Monsanto's lawyer, Seth Waxman, told the Supreme Court his client's GM product was "probably the most rapidly adopted technological advance in history". The pro-Monsanto camp argues that protecting IP is crucial if innovators are to benefit and fund research.

Chief Justice John Roberts seemed to agree: "Why in the world would anyone spend any money to try to improve the seed if, as soon as they sold the first one, anybody could grow more and have as many of those seeds as they want?"

But the notion that patents, rigorously enforced by the US, are vital to research is not universally accepted.

"Most major new crop varieties developed throughout the 20th century owe their origin to publicly funded agricultural research and breeding," the CFS report notes.

Opponents stress "patent exhaustion", arguing Monsanto's control over its seeds ended with the first sale, a standard condition with patents. The law says buyers cannot copy a patented item. Bowman's lawyers have argued he was using, not copying, Monsanto seeds. But what if the item copies itself? Should patents apply to the progeny of living things?

Stored data entries:
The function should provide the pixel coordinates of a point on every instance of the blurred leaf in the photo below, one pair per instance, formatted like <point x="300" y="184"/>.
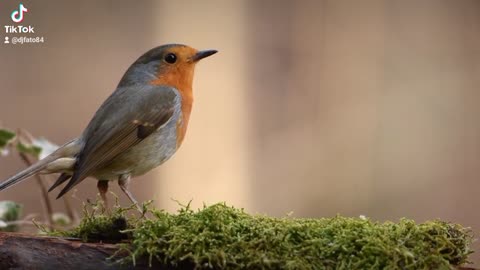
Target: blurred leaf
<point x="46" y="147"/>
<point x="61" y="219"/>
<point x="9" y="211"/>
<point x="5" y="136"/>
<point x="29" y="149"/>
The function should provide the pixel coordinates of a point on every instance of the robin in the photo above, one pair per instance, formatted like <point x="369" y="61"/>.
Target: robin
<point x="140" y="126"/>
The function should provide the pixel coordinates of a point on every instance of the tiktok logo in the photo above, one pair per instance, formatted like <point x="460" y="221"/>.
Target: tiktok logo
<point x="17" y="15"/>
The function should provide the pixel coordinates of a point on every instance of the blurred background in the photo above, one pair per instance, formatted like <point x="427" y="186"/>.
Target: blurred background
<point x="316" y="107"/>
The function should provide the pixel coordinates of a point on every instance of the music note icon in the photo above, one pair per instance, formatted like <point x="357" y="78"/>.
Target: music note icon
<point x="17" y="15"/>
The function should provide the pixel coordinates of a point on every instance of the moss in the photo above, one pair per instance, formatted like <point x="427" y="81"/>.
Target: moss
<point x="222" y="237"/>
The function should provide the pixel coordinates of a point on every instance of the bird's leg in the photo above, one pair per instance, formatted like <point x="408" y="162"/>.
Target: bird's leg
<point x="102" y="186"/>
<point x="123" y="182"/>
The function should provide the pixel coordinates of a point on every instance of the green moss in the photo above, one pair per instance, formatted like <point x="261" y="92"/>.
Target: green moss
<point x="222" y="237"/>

YOUR GOAL:
Return the part of the Monsanto seed patent passage from "Monsanto's lawyer, Seth" to "and fund research.", reproduced word for word.

SOLUTION TO THE PROBLEM:
Monsanto's lawyer, Seth Waxman, told the Supreme Court his client's GM product was "probably the most rapidly adopted technological advance in history". The pro-Monsanto camp argues that protecting IP is crucial if innovators are to benefit and fund research.